> [Problem] Give every entry again, word for word.

(Records contained in a dataset)
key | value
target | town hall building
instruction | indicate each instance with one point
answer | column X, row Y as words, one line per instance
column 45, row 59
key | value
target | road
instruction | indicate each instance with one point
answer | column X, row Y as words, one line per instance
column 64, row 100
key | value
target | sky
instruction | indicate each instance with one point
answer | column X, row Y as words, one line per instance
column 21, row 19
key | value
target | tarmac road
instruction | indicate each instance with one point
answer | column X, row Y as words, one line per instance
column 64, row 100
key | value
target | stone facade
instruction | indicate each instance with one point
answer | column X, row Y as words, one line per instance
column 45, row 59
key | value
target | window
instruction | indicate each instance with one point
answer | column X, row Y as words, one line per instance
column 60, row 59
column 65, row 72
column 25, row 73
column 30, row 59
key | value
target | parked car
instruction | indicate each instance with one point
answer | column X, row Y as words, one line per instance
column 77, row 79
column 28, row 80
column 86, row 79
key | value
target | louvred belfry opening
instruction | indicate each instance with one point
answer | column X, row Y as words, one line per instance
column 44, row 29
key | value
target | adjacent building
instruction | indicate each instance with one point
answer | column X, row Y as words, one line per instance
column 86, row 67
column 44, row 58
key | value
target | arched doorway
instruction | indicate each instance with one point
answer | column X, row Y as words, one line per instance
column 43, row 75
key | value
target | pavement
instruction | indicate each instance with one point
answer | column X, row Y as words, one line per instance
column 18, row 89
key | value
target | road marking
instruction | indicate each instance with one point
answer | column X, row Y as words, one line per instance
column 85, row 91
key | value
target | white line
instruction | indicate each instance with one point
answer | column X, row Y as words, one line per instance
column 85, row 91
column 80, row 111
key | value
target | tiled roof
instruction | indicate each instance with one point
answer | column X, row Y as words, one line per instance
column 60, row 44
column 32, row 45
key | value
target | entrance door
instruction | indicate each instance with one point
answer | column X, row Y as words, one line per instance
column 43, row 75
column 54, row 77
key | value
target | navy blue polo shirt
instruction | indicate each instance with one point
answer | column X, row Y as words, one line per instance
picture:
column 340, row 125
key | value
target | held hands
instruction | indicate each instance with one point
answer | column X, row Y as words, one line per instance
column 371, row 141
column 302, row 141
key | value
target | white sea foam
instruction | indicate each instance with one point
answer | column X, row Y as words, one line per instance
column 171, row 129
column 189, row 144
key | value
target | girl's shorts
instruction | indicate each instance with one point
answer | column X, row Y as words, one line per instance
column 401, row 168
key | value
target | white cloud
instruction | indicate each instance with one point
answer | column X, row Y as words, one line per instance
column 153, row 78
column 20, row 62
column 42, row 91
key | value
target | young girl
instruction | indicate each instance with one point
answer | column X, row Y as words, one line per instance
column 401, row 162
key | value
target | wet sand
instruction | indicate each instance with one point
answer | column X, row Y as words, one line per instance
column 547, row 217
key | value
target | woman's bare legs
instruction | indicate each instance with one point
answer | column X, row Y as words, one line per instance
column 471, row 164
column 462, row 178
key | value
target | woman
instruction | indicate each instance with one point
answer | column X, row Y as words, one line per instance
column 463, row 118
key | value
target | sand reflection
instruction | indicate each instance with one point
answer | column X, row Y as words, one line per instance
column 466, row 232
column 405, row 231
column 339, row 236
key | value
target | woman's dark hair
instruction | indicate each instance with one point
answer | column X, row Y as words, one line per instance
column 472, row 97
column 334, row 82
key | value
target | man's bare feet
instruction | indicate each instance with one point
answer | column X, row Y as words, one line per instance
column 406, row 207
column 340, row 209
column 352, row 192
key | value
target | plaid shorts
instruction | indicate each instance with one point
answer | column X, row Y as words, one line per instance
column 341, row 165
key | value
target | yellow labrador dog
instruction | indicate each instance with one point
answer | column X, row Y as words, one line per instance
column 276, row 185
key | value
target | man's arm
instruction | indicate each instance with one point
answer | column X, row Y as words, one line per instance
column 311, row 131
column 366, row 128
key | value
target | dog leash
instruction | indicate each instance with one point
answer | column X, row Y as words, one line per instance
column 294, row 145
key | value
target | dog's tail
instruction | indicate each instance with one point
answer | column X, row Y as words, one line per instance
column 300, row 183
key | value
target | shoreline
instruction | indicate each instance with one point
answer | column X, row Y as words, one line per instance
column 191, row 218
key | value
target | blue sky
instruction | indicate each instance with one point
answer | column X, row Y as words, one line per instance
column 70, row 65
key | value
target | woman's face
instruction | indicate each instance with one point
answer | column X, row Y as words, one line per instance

> [Solution to the problem]
key | value
target | town hall building
instruction | indicate each instance with one point
answer | column X, row Y as words, one line per instance
column 45, row 59
key | value
target | road
instruction | indicate each instance with one point
answer | column X, row Y as words, one line per instance
column 64, row 100
key | value
target | sky
instruction | indicate each instance with one point
answer | column X, row Y as words, one line per instance
column 21, row 19
key | value
target | tarmac road
instruction | indicate each instance with one point
answer | column X, row Y as words, one line per instance
column 64, row 100
key | value
target | stone facade
instruction | indicate each instance with one point
answer | column X, row Y as words, one line per instance
column 45, row 59
key | value
target | window
instruction | indicate each instance with one point
answer | column X, row Y as words, one line per instance
column 60, row 59
column 65, row 72
column 25, row 73
column 30, row 59
key | value
target | parked car
instruction | indicate each instance with one point
answer | column X, row Y as words, one line per instance
column 77, row 79
column 28, row 80
column 86, row 79
key | value
target | louvred belfry opening
instruction | indicate each instance with one point
answer | column X, row Y as words, one line per instance
column 44, row 29
key | value
target | adjacent building
instruction | indicate each instance with one point
answer | column X, row Y as words, one line per instance
column 86, row 67
column 44, row 58
key | value
target | arched doorway
instruction | indicate each instance with one point
answer | column X, row Y as words, one line per instance
column 43, row 75
key | value
target | pavement
instruction | indicate each instance with one point
answer | column X, row Y as words, one line per instance
column 18, row 89
key | value
target | road marking
instruction | indicate each instance with one point
answer | column X, row Y as words, one line per instance
column 85, row 91
key | value
target | white line
instruction | indicate each instance with one point
answer | column X, row Y as words, one line per instance
column 85, row 91
column 80, row 111
key | value
target | tiled roof
instruction | indicate each instance with one point
answer | column X, row Y as words, one line per instance
column 60, row 44
column 32, row 45
key | value
target | entrance door
instruction | indicate each instance with one point
answer | column X, row Y as words, one line per instance
column 43, row 75
column 54, row 77
key | value
target | navy blue polo shirt
instruction | indicate each instance with one point
answer | column X, row Y as words, one line per instance
picture:
column 340, row 125
key | value
target | held hands
instruction | indicate each instance with one point
answer | column X, row Y as words, one line per instance
column 371, row 141
column 302, row 141
key | value
target | white sea foam
instruction | indicate each instance with one point
answer | column X, row Y as words, one line per instance
column 171, row 129
column 189, row 144
key | value
target | girl's shorts
instruction | indicate each instance with one point
answer | column X, row Y as words, one line per instance
column 401, row 168
key | value
target | white cloud
instruction | indicate each instance with one point
answer | column X, row Y as words, one line per instance
column 153, row 78
column 20, row 62
column 42, row 91
key | value
target | young girl
instruction | indicate each instance with one point
answer | column X, row Y as words, one line per instance
column 401, row 162
key | value
target | wet sand
instruction | indicate each instance with one point
answer | column X, row Y as words, one line per instance
column 547, row 217
key | value
target | woman's bare legs
instruction | indicate each instance with one point
answer | column X, row Y as words, one line per instance
column 471, row 164
column 462, row 178
key | value
target | woman
instruction | indicate each instance with one point
answer | column X, row Y as words, one line per instance
column 463, row 118
key | value
target | sand reflection
instruction | indicate each instance with one point
answer | column X, row Y as words, one line per instance
column 466, row 232
column 405, row 231
column 339, row 236
key | value
target | woman's dark hair
instruction | indicate each instance with one point
answer | column X, row Y as words, one line per instance
column 472, row 97
column 334, row 82
key | value
target | man's bare feet
instruction | indicate each instance with one point
answer | column X, row Y as words, one line per instance
column 406, row 207
column 340, row 209
column 352, row 192
key | value
target | plaid shorts
instruction | indicate each instance with one point
answer | column X, row Y as words, one line per instance
column 341, row 165
key | value
target | yellow labrador dog
instruction | indicate each instance with one point
answer | column X, row Y as words, one line per instance
column 276, row 185
key | value
target | man's arm
instruction | indicate each instance with one point
answer | column X, row Y as words, one line per instance
column 311, row 131
column 366, row 128
key | value
target | dog leash
instruction | indicate each instance with one point
answer | column X, row Y as words, one line per instance
column 294, row 145
key | value
target | dog's tail
instruction | indicate each instance with one point
answer | column X, row Y as words, one line per instance
column 300, row 183
key | value
target | shoreline
instruction | indicate each instance with one point
answer | column X, row Y as words, one line per instance
column 191, row 218
key | value
target | blue sky
instruction | indicate each instance with one point
answer | column X, row Y as words, one line per instance
column 70, row 65
key | value
target | woman's face
instruction | indicate each instance with one point
answer | column X, row Y as words, one line per instance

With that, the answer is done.